**DOCUMENT EXTRACT:**

The other man recognized Ford as someone he’d gone to high school with and tried to persuade him to put the gun down. “I almost had him convinced,” he told officers. “Then something snapped and he says, ‘No, that’s not gonna happen.’” Ford fired a shot but missed them. They fled to the foreman’s shack and called 911.
A little after 4:00 p.m., another call reported that people might be trapped in a second-floor lunchroom that overlooked an open area not far from where the two would-be firefighters had encountered Ford.
At about 4:15, Frank Conner sent three of his technicians—Ryan Grothe, James Sewald and Derick Dominguez—to check on the area. By then, much of the warehouse interior was in netherworld conditions. Acrid smoke clogged the air, water from the sprinkler system sloshed over the floors, fires continued to flare, concerns mounted over the risk of the ammonia pipes melting, and radios had been silenced by the building’s bunker-like concrete.

**ASSIGNMENT A:** In the warehouse account, which three technicians did Frank Conner send to check on the area at about 4:15?
**ASSIGNMENT B:** Quote the warehouse account from "At about 4:15, Frank" to "building’s bunker-like concrete.".

**EXERCISE DATA:**
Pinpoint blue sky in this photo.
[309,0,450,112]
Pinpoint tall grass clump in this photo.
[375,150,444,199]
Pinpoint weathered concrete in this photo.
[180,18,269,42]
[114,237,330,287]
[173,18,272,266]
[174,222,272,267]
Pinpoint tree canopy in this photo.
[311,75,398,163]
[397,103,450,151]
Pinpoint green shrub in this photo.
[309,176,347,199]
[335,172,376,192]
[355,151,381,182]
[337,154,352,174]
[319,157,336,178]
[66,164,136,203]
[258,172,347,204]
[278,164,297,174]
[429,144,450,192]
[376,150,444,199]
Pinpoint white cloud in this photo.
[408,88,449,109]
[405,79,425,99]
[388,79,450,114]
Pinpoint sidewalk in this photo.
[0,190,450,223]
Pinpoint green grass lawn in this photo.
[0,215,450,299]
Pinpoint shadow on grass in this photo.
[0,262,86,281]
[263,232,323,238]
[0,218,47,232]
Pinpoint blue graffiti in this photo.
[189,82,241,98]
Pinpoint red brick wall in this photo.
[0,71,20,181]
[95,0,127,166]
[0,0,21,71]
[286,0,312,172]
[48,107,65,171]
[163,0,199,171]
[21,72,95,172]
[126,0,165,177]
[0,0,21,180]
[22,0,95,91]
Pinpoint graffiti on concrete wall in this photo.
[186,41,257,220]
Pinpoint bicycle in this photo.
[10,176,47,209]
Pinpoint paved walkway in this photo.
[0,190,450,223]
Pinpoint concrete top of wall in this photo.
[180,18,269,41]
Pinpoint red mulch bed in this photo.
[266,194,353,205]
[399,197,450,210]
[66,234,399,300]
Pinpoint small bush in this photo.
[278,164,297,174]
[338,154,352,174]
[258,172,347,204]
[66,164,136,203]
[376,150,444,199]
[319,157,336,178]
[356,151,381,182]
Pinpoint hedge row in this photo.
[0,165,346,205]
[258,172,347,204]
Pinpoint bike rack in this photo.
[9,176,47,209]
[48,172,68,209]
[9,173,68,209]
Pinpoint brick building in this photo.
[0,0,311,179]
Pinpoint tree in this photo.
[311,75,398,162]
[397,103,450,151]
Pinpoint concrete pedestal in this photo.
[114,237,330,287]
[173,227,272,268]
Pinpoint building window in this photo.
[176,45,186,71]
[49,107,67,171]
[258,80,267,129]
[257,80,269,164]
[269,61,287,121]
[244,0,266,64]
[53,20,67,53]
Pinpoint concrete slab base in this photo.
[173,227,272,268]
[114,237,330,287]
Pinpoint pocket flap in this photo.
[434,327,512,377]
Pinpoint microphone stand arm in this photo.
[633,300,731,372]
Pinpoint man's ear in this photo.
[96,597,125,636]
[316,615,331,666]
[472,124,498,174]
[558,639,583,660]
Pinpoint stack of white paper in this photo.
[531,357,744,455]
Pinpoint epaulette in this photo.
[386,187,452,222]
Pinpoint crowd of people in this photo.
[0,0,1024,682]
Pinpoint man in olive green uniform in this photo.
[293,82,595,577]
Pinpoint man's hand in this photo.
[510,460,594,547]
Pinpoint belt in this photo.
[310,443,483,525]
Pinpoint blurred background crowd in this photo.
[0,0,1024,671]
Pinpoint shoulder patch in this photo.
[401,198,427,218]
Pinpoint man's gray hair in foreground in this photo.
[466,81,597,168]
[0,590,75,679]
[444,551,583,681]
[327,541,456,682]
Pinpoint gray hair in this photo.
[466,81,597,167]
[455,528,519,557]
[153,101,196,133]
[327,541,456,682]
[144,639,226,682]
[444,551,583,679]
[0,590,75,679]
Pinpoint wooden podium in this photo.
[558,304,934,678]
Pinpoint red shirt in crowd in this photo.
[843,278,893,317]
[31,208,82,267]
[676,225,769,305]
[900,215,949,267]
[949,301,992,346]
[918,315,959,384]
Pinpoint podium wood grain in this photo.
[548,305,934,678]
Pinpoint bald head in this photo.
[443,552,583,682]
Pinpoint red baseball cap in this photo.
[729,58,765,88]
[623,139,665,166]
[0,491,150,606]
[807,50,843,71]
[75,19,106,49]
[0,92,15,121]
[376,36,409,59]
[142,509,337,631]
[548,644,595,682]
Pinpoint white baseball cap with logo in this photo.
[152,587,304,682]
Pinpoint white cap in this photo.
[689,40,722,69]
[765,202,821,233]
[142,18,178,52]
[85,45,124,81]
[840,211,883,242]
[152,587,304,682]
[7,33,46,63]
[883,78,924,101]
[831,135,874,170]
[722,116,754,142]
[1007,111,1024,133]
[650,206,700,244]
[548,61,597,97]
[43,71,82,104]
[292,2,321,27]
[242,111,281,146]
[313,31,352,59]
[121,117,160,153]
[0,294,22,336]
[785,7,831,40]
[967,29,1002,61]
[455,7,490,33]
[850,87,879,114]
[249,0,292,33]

**RESULT A:** Ryan Grothe, James Sewald and Derick Dominguez.

**RESULT B:**
At about 4:15, Frank Conner sent three of his technicians—Ryan Grothe, James Sewald and Derick Dominguez—to check on the area. By then, much of the warehouse interior was in netherworld conditions. Acrid smoke clogged the air, water from the sprinkler system sloshed over the floors, fires continued to flare, concerns mounted over the risk of the ammonia pipes melting, and radios had been silenced by the building’s bunker-like concrete.